TEXT SECTION
_ _ _

This is an observational, retrospective study (data collected March-December 2020) in which all adults patients confirmed with COVID-19, admitted onto ICU, hospitalised for more than 7 days and receiving enteral nutritional were enrolled. Demographic data, length of stay, days on mechanical ventilation, final clinical outcome (death or discharge from hospital) and daily energy and protein supplies was collected from electronic medical records.
Fifty-two patients (mean age 66.2 years, 54% female) were enrolled. The mean length of hospital stay was 17.8 days, with the final outcome of death for the majority of patients (73.1%, n38). The mean daily protein and energy supplied during the hospital period were 0.6 ± 0.3g/IBW/day and 9.1 ± 6.3kcal/IBW/day respectively. In the multivariate analysis, the hazard ratio for protein intake >0.8g/IBW/day was associated with significantly lower mortality (HR 0.322, p=0.049) but no association was seen for energy supply.
The authors acknowledge that this suggests a possible association between protein provided by enteral nutrition and mortality in critically ill patients with COVID-19. This is a relatively small and retrospective study so further data is required, however it does reinforce the message that adequate nutritional support should be a top priority for all patients critically ill with COVID-19.

_ _ _

DATA EXCERPTS
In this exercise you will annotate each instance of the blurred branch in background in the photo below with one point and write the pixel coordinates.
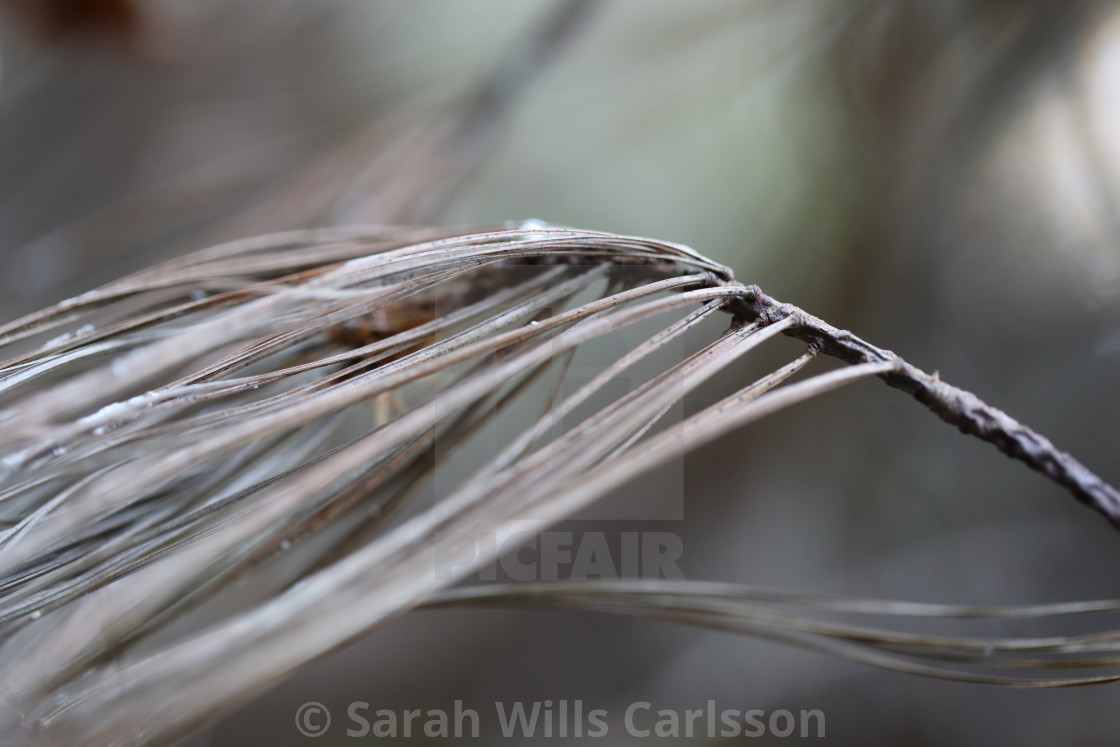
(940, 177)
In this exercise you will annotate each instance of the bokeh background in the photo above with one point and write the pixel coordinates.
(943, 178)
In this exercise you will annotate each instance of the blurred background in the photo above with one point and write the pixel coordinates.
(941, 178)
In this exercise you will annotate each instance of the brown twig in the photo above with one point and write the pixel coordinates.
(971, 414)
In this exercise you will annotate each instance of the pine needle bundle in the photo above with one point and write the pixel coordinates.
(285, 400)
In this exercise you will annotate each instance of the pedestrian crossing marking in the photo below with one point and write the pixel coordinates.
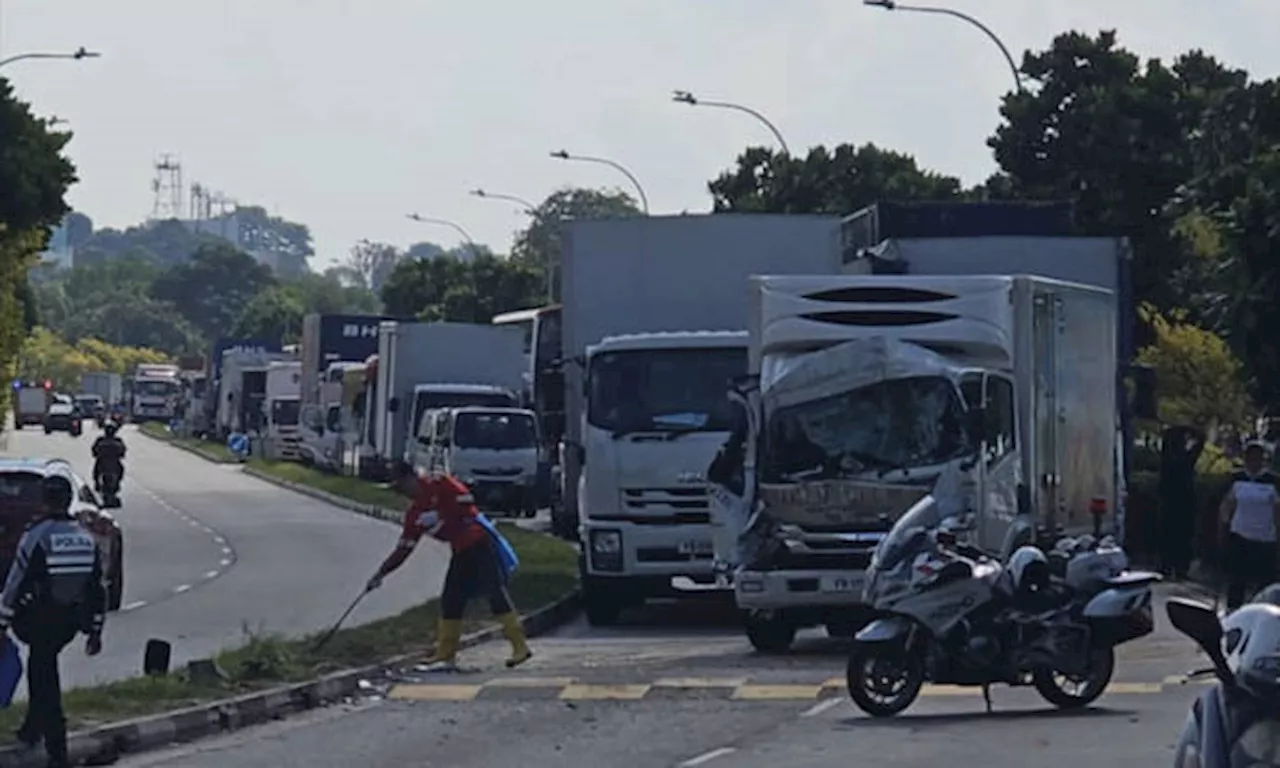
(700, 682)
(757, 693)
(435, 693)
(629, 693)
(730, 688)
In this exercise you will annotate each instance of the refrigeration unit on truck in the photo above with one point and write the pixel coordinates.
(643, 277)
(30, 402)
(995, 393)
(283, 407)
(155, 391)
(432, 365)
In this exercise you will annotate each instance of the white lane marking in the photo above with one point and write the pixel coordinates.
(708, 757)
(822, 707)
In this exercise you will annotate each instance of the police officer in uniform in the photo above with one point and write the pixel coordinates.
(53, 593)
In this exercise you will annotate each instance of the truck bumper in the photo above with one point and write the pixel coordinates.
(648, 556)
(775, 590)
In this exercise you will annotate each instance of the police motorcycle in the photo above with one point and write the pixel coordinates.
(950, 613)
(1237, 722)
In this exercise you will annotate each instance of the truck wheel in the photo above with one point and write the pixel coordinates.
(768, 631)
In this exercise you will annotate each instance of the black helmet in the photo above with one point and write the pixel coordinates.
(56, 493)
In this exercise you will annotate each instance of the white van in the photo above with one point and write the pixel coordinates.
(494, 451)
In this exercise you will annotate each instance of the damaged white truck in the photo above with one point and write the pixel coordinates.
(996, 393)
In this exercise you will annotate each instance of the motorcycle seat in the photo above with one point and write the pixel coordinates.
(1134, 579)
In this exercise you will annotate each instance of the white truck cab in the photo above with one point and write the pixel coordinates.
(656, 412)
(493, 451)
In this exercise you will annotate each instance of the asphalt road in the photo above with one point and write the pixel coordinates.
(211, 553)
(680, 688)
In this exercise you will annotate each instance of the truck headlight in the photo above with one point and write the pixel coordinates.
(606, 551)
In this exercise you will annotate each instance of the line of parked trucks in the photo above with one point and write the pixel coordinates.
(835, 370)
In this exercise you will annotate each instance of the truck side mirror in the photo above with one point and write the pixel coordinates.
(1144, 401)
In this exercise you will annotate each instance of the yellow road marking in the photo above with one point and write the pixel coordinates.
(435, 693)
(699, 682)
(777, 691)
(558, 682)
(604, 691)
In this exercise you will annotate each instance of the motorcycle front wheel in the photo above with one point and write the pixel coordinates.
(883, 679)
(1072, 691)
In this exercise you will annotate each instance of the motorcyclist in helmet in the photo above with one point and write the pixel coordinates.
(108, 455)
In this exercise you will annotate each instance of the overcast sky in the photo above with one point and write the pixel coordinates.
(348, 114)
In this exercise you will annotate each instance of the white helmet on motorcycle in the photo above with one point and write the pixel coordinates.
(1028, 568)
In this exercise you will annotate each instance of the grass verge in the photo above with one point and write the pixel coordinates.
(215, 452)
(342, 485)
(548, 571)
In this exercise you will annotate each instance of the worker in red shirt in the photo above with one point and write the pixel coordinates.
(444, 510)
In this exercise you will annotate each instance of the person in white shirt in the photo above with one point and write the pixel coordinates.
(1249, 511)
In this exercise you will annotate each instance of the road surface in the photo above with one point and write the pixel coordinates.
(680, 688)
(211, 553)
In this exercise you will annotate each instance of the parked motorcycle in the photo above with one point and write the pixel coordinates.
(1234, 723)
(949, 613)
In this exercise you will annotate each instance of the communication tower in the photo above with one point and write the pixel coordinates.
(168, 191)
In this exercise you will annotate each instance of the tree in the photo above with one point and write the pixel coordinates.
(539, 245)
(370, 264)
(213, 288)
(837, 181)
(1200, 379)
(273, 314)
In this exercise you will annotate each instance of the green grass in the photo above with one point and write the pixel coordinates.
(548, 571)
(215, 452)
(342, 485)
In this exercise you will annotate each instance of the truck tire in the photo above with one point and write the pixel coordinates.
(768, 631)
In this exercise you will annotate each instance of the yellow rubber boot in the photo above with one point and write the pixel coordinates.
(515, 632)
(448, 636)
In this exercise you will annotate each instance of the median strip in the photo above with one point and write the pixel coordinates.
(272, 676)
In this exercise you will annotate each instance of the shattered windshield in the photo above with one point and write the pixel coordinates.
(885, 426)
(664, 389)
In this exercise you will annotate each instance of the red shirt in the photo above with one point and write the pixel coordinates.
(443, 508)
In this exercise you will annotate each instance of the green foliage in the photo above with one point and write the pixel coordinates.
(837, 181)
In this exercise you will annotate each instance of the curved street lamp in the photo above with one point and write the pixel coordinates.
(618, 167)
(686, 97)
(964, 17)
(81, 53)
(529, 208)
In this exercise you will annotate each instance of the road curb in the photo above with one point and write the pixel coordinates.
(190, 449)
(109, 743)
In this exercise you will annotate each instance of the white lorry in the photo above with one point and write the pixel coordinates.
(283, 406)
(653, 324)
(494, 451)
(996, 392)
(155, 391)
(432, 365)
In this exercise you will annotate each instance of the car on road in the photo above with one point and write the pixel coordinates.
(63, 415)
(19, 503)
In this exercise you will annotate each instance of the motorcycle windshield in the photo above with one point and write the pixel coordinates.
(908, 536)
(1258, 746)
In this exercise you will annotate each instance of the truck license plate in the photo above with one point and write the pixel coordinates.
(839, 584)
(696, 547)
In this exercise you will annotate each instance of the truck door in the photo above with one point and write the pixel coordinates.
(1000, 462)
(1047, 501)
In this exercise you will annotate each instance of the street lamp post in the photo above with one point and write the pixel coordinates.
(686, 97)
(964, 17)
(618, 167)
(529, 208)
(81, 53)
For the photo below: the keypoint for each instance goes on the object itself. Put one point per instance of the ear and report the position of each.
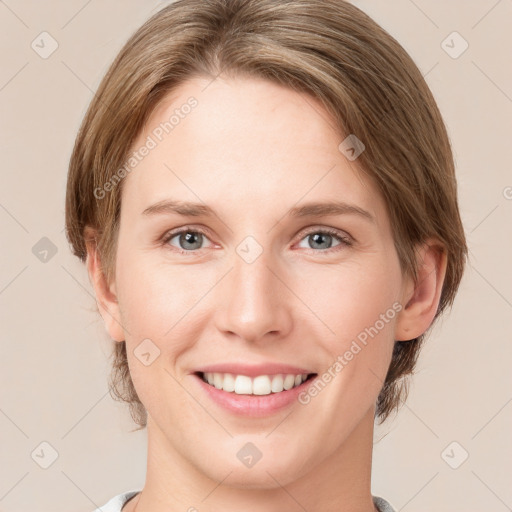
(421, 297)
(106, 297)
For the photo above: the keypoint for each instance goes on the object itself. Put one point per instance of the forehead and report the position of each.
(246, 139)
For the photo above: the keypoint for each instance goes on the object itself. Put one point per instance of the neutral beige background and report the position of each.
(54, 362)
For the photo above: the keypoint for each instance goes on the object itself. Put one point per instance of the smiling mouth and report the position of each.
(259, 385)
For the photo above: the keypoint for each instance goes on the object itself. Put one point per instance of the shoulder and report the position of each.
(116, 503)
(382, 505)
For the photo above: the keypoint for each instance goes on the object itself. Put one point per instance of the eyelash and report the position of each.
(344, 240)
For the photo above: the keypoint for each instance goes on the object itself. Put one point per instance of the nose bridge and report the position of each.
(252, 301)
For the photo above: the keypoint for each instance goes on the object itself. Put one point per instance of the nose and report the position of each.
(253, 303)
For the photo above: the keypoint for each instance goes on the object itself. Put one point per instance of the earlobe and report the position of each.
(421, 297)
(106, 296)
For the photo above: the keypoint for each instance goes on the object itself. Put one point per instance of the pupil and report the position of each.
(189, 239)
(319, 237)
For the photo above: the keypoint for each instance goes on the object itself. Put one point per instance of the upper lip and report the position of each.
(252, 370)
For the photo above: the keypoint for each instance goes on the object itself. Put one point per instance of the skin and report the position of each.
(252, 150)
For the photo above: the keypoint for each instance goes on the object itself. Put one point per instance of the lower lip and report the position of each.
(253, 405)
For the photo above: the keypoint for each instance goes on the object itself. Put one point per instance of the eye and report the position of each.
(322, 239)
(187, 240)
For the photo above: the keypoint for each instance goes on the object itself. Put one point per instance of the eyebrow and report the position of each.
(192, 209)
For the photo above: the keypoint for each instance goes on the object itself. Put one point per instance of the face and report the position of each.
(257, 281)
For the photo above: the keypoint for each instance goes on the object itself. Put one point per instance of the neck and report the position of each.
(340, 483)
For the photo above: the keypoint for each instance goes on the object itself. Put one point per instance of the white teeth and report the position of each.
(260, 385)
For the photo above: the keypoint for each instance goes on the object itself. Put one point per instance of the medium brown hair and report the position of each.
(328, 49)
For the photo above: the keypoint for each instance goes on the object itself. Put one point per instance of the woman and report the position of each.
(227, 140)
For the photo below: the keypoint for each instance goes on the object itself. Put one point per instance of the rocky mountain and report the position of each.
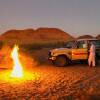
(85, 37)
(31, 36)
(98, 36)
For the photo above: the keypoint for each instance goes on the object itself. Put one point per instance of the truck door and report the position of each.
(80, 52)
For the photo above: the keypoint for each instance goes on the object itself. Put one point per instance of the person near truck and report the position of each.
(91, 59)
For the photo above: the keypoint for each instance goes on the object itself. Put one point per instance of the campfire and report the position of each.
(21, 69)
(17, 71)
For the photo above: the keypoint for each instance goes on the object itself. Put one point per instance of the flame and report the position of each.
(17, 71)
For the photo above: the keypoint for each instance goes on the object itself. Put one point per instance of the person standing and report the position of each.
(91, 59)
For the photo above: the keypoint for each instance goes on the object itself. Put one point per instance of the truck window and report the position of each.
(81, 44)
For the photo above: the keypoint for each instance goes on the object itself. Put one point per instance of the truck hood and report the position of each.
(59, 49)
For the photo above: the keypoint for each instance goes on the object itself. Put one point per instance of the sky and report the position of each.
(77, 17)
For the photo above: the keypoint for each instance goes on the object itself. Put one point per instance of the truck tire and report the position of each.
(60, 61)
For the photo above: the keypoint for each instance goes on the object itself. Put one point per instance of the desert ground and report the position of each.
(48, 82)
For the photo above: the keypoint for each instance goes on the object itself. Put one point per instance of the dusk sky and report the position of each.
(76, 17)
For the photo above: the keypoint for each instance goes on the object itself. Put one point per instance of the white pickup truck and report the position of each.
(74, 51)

_ _ _

TASK
Copy everything from "The authors acknowledge" down to "ill with COVID-19." in the summary of the COVID-19 intensive care nutrition study, replacing "mortality" with "death rate".

COMPLETED EXERCISE
The authors acknowledge that this suggests a possible association between protein provided by enteral nutrition and death rate in critically ill patients with COVID-19. This is a relatively small and retrospective study so further data is required, however it does reinforce the message that adequate nutritional support should be a top priority for all patients critically ill with COVID-19.